• _What is being asked_: Show every line of the rows below that contains the word "rough".
*** Information shown
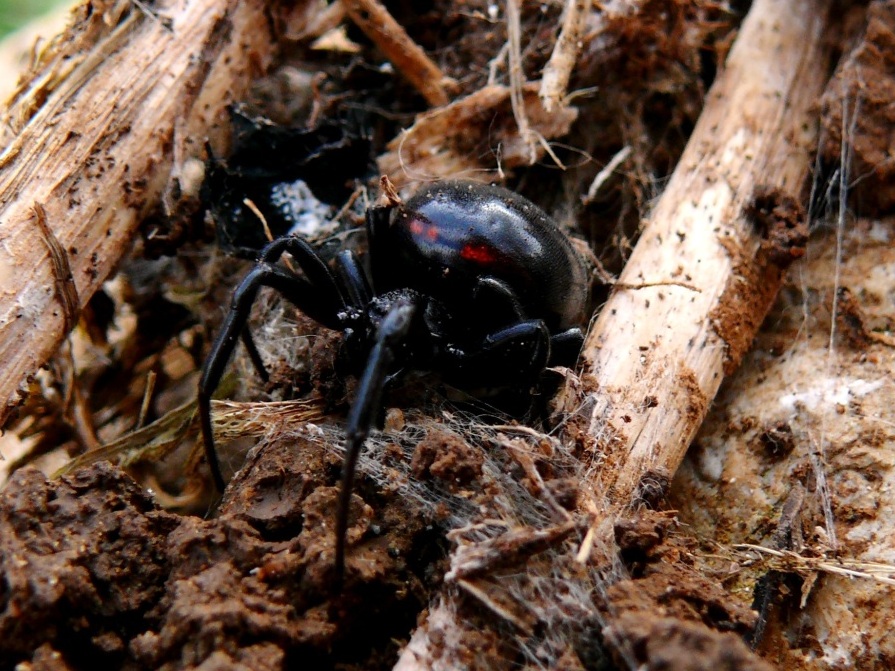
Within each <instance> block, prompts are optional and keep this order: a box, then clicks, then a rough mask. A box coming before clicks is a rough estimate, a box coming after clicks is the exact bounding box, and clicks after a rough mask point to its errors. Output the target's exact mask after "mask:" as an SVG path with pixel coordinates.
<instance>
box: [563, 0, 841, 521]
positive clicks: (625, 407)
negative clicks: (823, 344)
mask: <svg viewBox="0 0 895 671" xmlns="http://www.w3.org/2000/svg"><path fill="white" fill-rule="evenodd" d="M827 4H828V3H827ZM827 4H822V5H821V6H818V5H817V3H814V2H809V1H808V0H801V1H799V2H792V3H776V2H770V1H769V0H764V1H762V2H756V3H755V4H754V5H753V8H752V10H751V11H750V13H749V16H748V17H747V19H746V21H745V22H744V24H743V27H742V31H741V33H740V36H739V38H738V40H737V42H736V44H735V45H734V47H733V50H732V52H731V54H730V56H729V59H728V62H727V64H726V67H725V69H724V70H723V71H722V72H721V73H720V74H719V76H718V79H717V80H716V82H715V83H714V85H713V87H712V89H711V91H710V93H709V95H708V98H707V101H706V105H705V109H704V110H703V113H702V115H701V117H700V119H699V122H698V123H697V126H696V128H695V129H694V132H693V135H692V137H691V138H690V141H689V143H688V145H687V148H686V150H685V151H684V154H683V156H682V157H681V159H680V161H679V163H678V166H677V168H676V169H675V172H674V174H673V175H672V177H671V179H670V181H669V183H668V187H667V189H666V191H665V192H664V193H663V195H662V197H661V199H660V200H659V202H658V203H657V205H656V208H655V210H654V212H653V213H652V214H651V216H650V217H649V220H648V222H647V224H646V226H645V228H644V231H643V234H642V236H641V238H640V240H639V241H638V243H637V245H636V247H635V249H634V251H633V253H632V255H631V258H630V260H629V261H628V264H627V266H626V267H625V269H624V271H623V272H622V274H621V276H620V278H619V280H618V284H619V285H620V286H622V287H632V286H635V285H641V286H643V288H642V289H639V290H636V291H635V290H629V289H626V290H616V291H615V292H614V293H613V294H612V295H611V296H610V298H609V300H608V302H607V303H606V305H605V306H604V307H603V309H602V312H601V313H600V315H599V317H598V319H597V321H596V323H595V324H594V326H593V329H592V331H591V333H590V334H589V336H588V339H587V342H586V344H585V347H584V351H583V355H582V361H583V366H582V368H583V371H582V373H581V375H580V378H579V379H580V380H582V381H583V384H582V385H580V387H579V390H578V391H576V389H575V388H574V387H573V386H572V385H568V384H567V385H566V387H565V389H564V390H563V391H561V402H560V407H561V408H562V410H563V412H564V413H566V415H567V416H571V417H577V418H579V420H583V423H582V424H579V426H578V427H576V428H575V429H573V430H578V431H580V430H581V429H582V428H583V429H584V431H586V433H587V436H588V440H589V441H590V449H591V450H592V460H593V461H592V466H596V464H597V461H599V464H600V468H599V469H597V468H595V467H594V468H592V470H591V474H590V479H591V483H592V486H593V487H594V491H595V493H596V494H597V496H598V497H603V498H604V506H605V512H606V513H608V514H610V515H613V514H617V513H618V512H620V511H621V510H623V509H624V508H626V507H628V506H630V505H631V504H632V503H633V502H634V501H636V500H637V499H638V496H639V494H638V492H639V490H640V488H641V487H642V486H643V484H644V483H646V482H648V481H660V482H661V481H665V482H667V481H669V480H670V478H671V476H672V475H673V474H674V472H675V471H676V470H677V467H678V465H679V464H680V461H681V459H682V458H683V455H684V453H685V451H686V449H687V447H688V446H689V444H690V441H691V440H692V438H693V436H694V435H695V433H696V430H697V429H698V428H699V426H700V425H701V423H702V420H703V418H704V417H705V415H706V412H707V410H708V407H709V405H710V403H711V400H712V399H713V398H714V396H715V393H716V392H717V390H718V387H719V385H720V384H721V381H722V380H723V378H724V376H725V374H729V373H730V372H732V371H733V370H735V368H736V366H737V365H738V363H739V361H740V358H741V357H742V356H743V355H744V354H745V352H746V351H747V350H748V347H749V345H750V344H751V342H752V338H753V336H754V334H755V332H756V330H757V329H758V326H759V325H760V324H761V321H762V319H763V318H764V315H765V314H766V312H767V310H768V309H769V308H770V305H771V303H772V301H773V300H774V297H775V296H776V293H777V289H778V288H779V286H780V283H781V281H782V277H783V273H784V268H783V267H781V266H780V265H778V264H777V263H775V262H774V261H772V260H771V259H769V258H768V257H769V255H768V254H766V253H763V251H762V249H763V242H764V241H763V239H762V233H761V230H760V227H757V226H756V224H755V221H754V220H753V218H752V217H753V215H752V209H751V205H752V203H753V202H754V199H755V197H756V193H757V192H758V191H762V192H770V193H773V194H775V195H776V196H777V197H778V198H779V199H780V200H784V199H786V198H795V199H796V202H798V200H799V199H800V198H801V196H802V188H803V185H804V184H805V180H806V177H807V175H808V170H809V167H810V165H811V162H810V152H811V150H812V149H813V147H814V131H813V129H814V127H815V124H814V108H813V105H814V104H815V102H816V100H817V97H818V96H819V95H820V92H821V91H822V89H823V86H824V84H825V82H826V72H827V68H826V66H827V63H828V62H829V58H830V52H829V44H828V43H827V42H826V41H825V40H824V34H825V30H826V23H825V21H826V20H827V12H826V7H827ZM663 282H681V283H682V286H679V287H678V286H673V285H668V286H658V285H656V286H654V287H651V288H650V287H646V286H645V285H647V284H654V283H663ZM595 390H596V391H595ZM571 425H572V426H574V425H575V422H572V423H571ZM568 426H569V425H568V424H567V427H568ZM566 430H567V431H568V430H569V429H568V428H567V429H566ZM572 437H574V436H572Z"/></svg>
******
*** Information shown
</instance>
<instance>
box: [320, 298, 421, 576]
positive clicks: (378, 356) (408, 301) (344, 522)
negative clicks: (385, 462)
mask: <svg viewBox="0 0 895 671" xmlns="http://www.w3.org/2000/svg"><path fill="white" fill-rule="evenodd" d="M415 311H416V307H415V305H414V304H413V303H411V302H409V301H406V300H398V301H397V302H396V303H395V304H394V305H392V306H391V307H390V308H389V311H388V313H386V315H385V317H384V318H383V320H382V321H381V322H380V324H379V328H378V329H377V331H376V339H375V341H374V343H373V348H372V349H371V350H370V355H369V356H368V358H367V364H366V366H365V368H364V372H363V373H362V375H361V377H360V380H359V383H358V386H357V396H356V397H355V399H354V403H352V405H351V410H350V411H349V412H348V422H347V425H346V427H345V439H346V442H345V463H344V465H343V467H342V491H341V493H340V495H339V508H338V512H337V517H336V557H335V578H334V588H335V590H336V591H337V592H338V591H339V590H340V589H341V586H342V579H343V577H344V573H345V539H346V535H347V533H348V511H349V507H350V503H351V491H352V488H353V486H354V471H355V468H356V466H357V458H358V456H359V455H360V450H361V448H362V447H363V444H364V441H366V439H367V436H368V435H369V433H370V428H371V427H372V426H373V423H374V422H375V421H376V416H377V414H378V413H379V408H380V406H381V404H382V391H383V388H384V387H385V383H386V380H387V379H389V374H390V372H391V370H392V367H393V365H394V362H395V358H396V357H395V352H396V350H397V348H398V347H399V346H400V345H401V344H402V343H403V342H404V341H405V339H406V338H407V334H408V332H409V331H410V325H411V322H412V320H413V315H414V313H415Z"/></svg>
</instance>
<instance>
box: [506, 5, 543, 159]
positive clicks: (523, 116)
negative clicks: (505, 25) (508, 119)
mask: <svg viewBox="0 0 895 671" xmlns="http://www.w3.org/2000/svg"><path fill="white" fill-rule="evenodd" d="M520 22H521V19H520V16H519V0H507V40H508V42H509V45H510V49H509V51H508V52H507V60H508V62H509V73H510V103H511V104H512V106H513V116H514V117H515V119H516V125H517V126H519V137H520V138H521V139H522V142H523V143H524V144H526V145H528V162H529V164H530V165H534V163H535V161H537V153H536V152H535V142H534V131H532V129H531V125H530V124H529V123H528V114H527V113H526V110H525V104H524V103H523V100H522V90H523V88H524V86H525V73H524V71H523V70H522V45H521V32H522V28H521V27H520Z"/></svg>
******
*** Information shown
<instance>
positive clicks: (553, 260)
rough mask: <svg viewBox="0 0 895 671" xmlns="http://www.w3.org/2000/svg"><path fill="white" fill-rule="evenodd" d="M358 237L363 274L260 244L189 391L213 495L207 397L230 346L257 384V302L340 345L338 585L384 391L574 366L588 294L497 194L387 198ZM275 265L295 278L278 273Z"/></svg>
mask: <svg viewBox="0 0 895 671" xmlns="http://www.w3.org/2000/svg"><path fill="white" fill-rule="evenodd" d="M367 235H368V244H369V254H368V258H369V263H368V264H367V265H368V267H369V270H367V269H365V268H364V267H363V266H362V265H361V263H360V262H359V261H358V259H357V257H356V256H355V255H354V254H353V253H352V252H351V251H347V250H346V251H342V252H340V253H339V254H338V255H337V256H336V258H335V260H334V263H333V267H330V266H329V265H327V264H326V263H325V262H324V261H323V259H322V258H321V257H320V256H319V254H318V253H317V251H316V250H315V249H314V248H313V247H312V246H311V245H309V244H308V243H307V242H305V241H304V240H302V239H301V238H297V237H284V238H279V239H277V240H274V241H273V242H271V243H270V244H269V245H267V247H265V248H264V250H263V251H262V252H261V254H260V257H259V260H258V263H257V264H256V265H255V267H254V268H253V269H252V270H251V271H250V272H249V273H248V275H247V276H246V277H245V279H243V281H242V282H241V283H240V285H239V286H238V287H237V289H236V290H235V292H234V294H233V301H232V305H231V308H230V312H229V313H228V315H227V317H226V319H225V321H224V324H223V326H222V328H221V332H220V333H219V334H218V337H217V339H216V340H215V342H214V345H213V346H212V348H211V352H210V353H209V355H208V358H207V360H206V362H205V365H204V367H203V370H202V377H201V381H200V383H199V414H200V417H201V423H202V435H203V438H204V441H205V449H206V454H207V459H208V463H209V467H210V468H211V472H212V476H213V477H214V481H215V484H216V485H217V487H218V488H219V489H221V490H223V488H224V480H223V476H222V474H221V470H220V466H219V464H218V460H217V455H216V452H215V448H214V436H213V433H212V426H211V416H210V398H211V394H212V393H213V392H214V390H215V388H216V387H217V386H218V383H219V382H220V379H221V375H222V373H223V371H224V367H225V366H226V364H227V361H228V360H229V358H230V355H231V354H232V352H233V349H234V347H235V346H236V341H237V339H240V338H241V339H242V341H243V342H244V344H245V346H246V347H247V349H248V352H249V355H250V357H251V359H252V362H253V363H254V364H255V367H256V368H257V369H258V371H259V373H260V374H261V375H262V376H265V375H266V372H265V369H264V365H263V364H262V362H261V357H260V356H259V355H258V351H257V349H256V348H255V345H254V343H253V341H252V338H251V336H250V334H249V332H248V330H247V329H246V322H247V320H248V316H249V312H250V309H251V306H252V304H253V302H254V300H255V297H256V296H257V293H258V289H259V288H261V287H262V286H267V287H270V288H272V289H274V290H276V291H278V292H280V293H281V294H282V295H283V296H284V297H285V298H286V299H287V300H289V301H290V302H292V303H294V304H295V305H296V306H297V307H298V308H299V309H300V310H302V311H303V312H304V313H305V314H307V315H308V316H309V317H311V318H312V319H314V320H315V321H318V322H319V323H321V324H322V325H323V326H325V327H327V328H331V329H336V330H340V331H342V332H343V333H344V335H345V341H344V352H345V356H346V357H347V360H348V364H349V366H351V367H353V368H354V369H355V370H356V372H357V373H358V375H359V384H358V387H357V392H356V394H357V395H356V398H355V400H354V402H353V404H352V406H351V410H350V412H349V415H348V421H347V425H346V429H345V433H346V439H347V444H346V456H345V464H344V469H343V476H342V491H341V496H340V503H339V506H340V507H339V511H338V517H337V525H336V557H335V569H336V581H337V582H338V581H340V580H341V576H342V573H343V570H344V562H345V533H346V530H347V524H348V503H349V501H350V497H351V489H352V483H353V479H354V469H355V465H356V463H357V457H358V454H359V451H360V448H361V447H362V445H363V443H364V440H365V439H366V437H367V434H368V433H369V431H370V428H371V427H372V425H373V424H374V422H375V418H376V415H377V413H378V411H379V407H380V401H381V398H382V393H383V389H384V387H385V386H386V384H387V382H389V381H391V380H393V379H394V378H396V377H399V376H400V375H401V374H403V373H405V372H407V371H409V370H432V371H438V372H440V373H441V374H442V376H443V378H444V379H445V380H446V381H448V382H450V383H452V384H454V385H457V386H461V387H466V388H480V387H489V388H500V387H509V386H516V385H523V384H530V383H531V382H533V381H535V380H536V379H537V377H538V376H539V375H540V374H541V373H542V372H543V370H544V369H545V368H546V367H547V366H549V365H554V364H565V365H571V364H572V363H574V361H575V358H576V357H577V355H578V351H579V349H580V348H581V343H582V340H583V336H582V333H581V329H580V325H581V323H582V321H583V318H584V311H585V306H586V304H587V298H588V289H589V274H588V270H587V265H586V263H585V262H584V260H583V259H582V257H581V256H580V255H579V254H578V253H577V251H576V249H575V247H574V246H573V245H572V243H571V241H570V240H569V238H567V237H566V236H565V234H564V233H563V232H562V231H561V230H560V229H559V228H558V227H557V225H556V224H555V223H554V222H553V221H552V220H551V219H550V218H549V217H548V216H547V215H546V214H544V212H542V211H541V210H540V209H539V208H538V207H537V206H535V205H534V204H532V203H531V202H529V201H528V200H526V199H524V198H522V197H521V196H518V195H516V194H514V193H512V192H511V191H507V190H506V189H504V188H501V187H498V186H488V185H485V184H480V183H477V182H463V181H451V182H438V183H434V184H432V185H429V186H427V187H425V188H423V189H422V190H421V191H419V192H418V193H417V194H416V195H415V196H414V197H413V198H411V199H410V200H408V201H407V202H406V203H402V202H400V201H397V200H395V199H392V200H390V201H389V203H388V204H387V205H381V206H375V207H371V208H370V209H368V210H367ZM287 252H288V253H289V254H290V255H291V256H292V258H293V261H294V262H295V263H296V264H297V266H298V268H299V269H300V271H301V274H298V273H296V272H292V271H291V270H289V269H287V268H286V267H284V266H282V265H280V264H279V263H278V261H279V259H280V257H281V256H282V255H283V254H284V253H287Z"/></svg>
******
• _Reply_:
Within each <instance> block, prompts are optional and keep this order: a box, then clicks, then a rough mask. A box coming before clicks is a rough estimate, a box coming after clicks is the exact bounding box, and clicks after a rough mask point to its errors. Output the target's exact mask after "mask:" as an SVG path with pixel coordinates.
rough mask: <svg viewBox="0 0 895 671" xmlns="http://www.w3.org/2000/svg"><path fill="white" fill-rule="evenodd" d="M358 237L363 274L260 244L189 391L213 495L207 397L230 346L257 384V302L340 345L338 585L384 391L574 366L588 294L497 194L387 198ZM275 265L295 278L278 273Z"/></svg>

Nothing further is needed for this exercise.